[Dataset records]
● ● ● ● ●
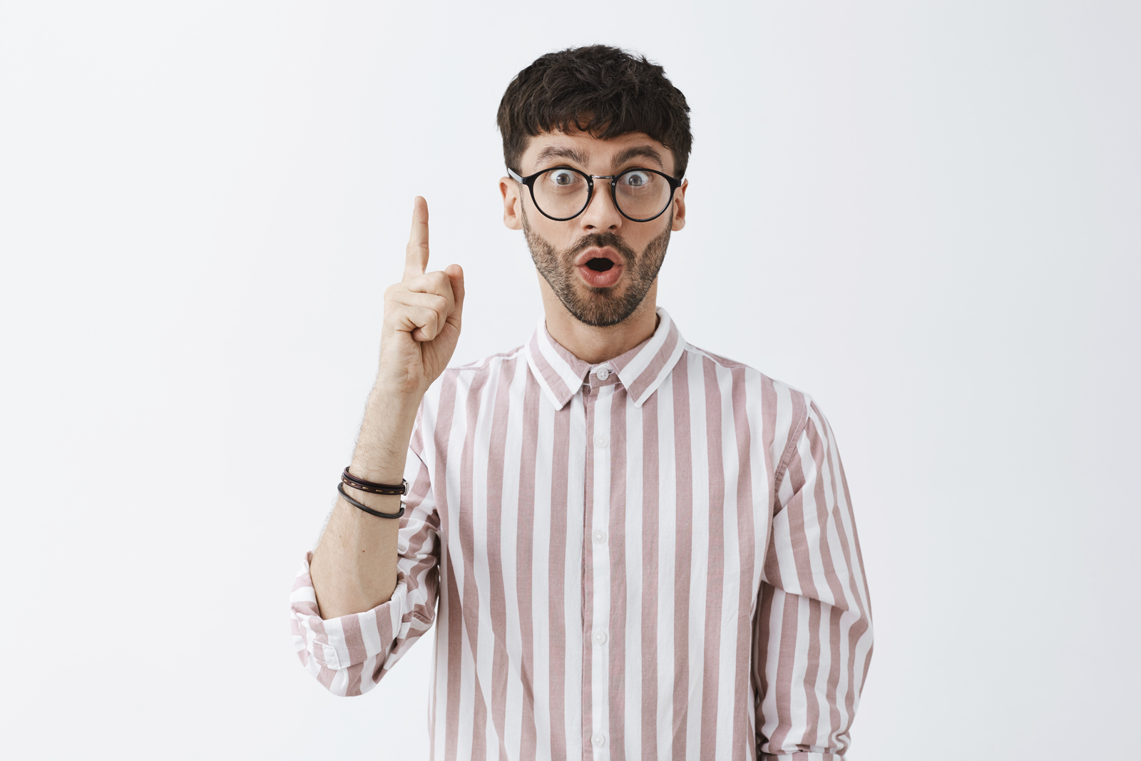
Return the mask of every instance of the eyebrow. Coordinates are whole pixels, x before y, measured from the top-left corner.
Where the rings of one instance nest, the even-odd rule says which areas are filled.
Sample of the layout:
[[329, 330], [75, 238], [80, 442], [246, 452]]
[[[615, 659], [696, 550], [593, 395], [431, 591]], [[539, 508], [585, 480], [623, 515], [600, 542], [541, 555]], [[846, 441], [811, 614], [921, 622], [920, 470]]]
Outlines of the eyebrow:
[[535, 165], [537, 167], [542, 164], [548, 159], [569, 159], [570, 161], [575, 161], [583, 167], [590, 163], [586, 160], [586, 154], [578, 148], [561, 145], [549, 145], [540, 151], [539, 155], [535, 157]]
[[618, 155], [614, 156], [614, 167], [621, 167], [631, 159], [649, 159], [655, 162], [659, 169], [665, 169], [665, 163], [662, 161], [662, 154], [648, 145], [636, 145], [621, 152]]

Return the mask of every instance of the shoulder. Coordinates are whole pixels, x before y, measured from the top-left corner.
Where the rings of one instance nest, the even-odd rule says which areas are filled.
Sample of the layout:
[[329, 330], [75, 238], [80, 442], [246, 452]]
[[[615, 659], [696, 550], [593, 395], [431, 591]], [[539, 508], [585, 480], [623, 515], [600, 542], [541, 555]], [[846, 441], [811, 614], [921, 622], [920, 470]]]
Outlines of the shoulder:
[[464, 365], [447, 367], [424, 394], [422, 404], [424, 407], [438, 408], [448, 399], [454, 399], [458, 394], [466, 396], [474, 389], [487, 387], [488, 383], [494, 386], [504, 373], [513, 375], [516, 369], [526, 364], [524, 347], [519, 346], [510, 351], [501, 351]]
[[778, 464], [794, 447], [812, 418], [823, 419], [811, 395], [784, 381], [766, 375], [743, 362], [722, 357], [691, 343], [686, 346], [689, 363], [702, 363], [706, 373], [723, 379], [735, 399], [747, 410], [751, 423], [761, 431], [762, 440]]

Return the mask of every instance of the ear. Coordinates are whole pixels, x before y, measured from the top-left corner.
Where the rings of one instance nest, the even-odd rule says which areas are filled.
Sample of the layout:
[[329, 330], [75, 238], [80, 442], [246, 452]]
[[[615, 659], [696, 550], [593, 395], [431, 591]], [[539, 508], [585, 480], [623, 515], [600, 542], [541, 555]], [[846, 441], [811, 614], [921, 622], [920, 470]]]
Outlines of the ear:
[[523, 229], [523, 201], [519, 188], [523, 187], [510, 177], [500, 177], [500, 195], [503, 196], [503, 224], [508, 229]]
[[673, 225], [670, 229], [678, 232], [686, 226], [686, 188], [689, 187], [689, 180], [681, 180], [681, 186], [673, 192]]

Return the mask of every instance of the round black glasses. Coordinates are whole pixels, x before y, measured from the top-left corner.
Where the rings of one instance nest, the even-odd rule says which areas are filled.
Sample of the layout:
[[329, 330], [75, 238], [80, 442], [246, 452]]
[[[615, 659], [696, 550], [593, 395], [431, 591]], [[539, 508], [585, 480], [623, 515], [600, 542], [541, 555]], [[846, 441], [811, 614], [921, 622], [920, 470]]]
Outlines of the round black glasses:
[[657, 219], [670, 208], [673, 192], [681, 185], [677, 177], [640, 167], [617, 175], [588, 175], [573, 167], [553, 167], [520, 177], [510, 167], [508, 173], [531, 191], [535, 208], [555, 221], [574, 219], [590, 205], [594, 196], [594, 180], [610, 180], [610, 197], [623, 217], [634, 222]]

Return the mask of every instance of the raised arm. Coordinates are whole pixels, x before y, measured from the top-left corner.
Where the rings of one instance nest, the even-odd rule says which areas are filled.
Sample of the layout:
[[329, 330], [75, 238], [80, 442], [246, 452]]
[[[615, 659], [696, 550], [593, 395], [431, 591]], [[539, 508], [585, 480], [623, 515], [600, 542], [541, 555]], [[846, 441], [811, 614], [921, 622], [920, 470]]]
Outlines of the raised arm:
[[[385, 291], [377, 382], [349, 465], [349, 472], [364, 480], [400, 483], [416, 408], [460, 338], [463, 270], [459, 265], [427, 269], [428, 203], [416, 197], [404, 276]], [[398, 496], [346, 491], [379, 512], [400, 509]], [[338, 497], [309, 565], [322, 618], [362, 613], [388, 601], [396, 588], [399, 524]]]

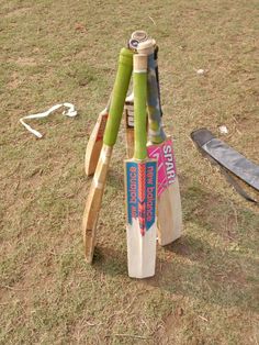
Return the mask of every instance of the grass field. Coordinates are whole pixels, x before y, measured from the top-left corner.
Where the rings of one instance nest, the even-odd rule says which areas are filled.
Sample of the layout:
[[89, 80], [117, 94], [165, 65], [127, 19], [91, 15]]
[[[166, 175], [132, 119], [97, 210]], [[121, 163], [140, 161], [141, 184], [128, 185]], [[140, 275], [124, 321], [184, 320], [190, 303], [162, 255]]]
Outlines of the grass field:
[[[258, 162], [256, 0], [0, 1], [0, 344], [258, 344], [258, 208], [201, 157], [206, 126]], [[173, 133], [184, 233], [158, 248], [157, 272], [127, 277], [124, 129], [112, 158], [94, 265], [81, 219], [86, 145], [117, 54], [146, 30], [160, 46], [161, 98]], [[199, 76], [196, 70], [205, 74]], [[22, 115], [72, 102], [32, 125]]]

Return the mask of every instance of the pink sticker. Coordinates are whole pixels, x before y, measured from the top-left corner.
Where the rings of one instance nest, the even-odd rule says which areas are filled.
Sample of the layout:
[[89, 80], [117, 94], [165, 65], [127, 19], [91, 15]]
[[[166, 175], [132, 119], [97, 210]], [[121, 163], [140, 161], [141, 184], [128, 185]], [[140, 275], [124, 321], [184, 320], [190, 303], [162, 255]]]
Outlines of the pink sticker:
[[168, 140], [161, 145], [149, 146], [147, 153], [149, 158], [158, 160], [158, 196], [160, 196], [177, 177], [172, 141]]

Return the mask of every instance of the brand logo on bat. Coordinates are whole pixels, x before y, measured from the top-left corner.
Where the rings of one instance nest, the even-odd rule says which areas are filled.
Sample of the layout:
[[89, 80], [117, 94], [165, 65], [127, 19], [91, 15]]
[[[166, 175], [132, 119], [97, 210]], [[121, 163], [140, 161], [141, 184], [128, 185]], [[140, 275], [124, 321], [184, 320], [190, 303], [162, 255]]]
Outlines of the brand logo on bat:
[[160, 196], [177, 177], [172, 142], [168, 140], [162, 145], [149, 146], [147, 151], [149, 158], [158, 160], [158, 196]]
[[127, 222], [138, 219], [142, 235], [150, 229], [156, 219], [157, 163], [126, 163]]

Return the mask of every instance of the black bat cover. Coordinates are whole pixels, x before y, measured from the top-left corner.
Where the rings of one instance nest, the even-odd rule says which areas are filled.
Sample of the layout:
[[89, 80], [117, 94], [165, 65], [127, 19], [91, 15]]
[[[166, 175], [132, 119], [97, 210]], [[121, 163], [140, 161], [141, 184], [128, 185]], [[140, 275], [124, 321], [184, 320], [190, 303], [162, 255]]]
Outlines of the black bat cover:
[[259, 191], [258, 165], [248, 160], [245, 156], [225, 144], [223, 141], [216, 138], [212, 132], [206, 129], [193, 131], [191, 133], [191, 138], [202, 154], [222, 168], [225, 177], [237, 190], [237, 192], [239, 192], [247, 200], [257, 202], [257, 200], [248, 196], [244, 189], [241, 189], [229, 172], [234, 174], [255, 190]]

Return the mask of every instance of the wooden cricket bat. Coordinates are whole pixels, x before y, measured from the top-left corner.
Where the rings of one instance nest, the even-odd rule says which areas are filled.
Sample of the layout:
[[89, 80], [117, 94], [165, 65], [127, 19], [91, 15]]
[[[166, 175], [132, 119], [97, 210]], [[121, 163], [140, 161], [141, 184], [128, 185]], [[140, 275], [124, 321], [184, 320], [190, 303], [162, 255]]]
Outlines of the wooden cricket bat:
[[125, 160], [128, 276], [155, 275], [157, 160], [147, 157], [147, 55], [134, 55], [134, 158]]
[[127, 48], [122, 48], [112, 92], [110, 112], [103, 136], [103, 145], [88, 194], [82, 220], [85, 254], [88, 263], [92, 263], [93, 258], [99, 211], [101, 208], [112, 148], [116, 142], [117, 132], [122, 120], [123, 105], [132, 76], [132, 68], [133, 52]]
[[85, 170], [87, 176], [94, 174], [98, 159], [102, 149], [103, 134], [106, 126], [109, 109], [111, 104], [111, 97], [109, 99], [108, 105], [103, 111], [100, 112], [98, 121], [93, 127], [93, 131], [89, 137], [86, 156], [85, 156]]
[[[181, 236], [182, 211], [179, 181], [171, 136], [161, 125], [161, 104], [158, 85], [158, 68], [154, 48], [146, 41], [139, 43], [139, 53], [148, 54], [148, 157], [158, 159], [158, 242], [167, 245]], [[157, 69], [157, 73], [156, 73]]]

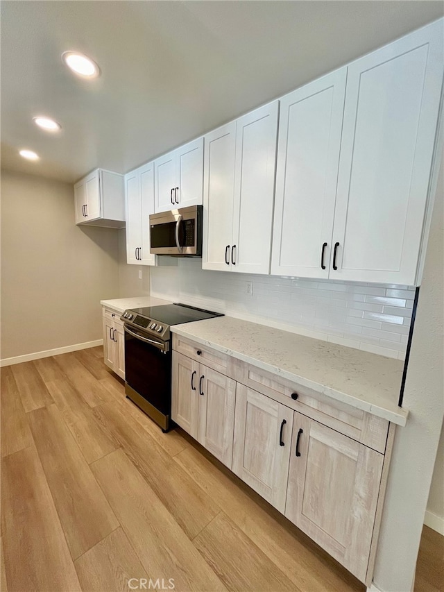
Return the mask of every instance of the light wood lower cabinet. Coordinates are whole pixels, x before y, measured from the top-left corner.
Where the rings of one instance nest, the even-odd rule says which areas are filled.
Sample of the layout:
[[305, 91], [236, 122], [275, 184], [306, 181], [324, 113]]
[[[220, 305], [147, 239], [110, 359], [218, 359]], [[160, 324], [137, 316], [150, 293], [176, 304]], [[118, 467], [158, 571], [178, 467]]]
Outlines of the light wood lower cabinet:
[[294, 412], [285, 516], [365, 581], [384, 455]]
[[370, 585], [393, 425], [224, 355], [230, 378], [198, 361], [198, 344], [173, 344], [190, 356], [173, 351], [174, 421]]
[[103, 356], [107, 366], [125, 378], [125, 332], [119, 313], [103, 309]]
[[231, 468], [236, 382], [173, 352], [171, 418]]
[[233, 471], [285, 510], [293, 412], [238, 382]]

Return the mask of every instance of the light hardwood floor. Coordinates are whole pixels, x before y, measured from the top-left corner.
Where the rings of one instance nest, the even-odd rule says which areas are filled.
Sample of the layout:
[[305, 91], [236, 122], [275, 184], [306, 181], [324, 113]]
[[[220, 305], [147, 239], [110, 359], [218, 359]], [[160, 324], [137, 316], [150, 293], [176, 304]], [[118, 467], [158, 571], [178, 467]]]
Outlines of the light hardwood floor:
[[[1, 592], [366, 589], [184, 432], [163, 434], [102, 348], [2, 369], [1, 457]], [[416, 592], [444, 589], [443, 541], [425, 527]]]

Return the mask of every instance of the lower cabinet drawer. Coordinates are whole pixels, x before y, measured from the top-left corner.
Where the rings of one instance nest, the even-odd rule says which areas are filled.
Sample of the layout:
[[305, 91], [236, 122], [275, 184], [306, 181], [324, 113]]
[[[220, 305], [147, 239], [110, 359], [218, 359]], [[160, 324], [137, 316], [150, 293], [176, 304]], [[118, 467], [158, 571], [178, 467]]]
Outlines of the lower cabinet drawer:
[[245, 362], [238, 362], [237, 380], [350, 438], [384, 453], [389, 422], [347, 403], [277, 376]]
[[231, 370], [232, 358], [225, 353], [221, 353], [206, 346], [201, 346], [196, 341], [175, 334], [173, 335], [173, 349], [228, 376], [231, 376], [233, 373]]

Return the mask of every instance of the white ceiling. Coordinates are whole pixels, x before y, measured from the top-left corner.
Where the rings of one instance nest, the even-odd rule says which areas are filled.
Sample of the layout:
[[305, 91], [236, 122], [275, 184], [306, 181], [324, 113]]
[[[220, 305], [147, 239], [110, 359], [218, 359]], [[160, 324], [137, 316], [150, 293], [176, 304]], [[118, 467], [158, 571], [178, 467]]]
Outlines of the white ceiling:
[[[1, 2], [2, 167], [125, 173], [444, 13], [441, 1]], [[92, 81], [67, 50], [99, 65]], [[57, 135], [32, 118], [53, 117]], [[38, 162], [18, 155], [35, 150]]]

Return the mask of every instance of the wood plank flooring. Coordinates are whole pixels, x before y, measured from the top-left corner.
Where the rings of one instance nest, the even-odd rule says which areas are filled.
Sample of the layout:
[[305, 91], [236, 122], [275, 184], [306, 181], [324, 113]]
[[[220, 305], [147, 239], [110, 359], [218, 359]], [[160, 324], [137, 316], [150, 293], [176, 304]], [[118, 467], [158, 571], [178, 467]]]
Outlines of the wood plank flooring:
[[[102, 348], [1, 369], [1, 592], [366, 589], [187, 434], [163, 434]], [[444, 589], [443, 541], [425, 527], [415, 592]]]

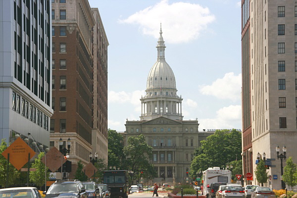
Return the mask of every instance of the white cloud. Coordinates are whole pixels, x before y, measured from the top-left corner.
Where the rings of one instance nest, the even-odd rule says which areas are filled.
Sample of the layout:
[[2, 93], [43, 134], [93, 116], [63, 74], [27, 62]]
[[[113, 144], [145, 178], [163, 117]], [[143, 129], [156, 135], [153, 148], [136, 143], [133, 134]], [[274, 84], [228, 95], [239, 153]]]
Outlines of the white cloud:
[[236, 101], [241, 99], [241, 74], [236, 76], [233, 72], [230, 72], [225, 74], [223, 78], [216, 80], [211, 85], [199, 86], [199, 90], [204, 95]]
[[242, 108], [241, 105], [230, 105], [216, 111], [215, 117], [198, 120], [199, 130], [202, 129], [241, 129]]
[[208, 8], [198, 4], [177, 2], [169, 4], [168, 0], [162, 0], [119, 22], [140, 25], [144, 34], [157, 39], [161, 22], [162, 31], [166, 32], [165, 41], [181, 43], [195, 39], [205, 32], [207, 24], [215, 18]]

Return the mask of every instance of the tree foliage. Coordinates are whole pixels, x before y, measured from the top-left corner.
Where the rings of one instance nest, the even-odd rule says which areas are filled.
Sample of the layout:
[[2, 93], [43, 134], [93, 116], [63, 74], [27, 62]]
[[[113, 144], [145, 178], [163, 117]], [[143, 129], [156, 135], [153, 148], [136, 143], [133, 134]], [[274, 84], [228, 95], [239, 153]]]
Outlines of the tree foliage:
[[75, 174], [74, 175], [75, 179], [78, 179], [79, 181], [87, 181], [88, 180], [88, 177], [87, 177], [87, 175], [83, 172], [84, 165], [81, 161], [79, 161], [77, 163], [77, 169], [76, 169], [76, 172], [75, 172]]
[[[0, 146], [0, 186], [4, 187], [6, 184], [7, 160], [1, 154], [6, 148], [7, 145], [5, 139], [2, 139]], [[18, 177], [20, 172], [10, 163], [8, 166], [8, 185], [19, 184]]]
[[293, 163], [292, 157], [289, 157], [287, 160], [287, 165], [284, 168], [284, 171], [283, 180], [293, 190], [293, 186], [297, 185], [297, 165]]
[[201, 146], [194, 153], [190, 174], [197, 176], [197, 173], [208, 167], [226, 167], [227, 163], [241, 157], [242, 133], [236, 129], [216, 130], [206, 140], [200, 142]]
[[[38, 157], [34, 160], [34, 162], [32, 163], [31, 167], [36, 168], [36, 171], [31, 171], [30, 172], [30, 180], [35, 183], [36, 186], [41, 188], [45, 185], [45, 165], [42, 161], [42, 159], [45, 155], [45, 153], [41, 152], [38, 155]], [[47, 180], [49, 179], [50, 172], [48, 171], [49, 169], [47, 168]]]
[[130, 136], [127, 143], [123, 151], [126, 156], [127, 168], [134, 172], [131, 175], [132, 180], [134, 175], [139, 177], [141, 171], [145, 173], [143, 176], [146, 178], [154, 177], [155, 171], [149, 161], [151, 159], [152, 147], [147, 143], [145, 137], [143, 135]]
[[108, 129], [108, 164], [123, 170], [126, 169], [123, 136], [115, 130]]
[[265, 162], [264, 160], [260, 159], [257, 164], [256, 170], [255, 171], [256, 179], [259, 183], [263, 184], [267, 182], [268, 175], [266, 172], [266, 167], [265, 166]]

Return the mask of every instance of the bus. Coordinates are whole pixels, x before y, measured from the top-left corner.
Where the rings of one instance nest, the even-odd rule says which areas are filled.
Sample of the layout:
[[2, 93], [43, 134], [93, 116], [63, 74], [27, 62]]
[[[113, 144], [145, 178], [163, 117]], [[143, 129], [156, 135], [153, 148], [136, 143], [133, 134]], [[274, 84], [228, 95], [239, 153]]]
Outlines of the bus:
[[231, 171], [229, 170], [220, 169], [219, 167], [208, 168], [203, 171], [202, 175], [203, 195], [208, 197], [208, 190], [213, 182], [224, 182], [227, 184], [231, 183]]
[[128, 171], [105, 170], [103, 172], [103, 183], [110, 189], [110, 197], [128, 198]]

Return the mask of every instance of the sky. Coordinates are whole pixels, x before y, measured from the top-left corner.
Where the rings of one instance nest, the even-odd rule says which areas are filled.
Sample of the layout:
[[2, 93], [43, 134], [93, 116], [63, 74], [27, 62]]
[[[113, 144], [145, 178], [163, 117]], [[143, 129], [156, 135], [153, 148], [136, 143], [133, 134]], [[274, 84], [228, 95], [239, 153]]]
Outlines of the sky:
[[108, 48], [108, 128], [140, 120], [162, 23], [184, 120], [199, 130], [241, 129], [241, 0], [89, 0]]

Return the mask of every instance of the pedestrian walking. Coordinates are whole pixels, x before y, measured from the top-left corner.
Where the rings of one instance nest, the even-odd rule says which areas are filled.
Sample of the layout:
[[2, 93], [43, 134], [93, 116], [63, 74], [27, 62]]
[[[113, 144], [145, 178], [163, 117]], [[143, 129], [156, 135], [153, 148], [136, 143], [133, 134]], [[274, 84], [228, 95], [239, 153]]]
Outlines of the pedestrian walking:
[[156, 183], [153, 184], [153, 185], [154, 186], [153, 187], [153, 194], [152, 194], [152, 197], [153, 197], [155, 194], [156, 195], [156, 197], [159, 197], [159, 195], [158, 195], [158, 188], [159, 187], [158, 187]]

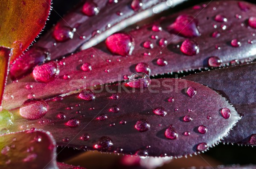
● ● ● ● ●
Written task —
Pull out every line of the data that contains the string "drawer", matching case exactly.

Answer to this problem —
Return the mask of every instance of the lower cabinet drawer. Coordinates are whole pixels, x before y, measured from the top-left corner.
Outlines of the lower cabinet drawer:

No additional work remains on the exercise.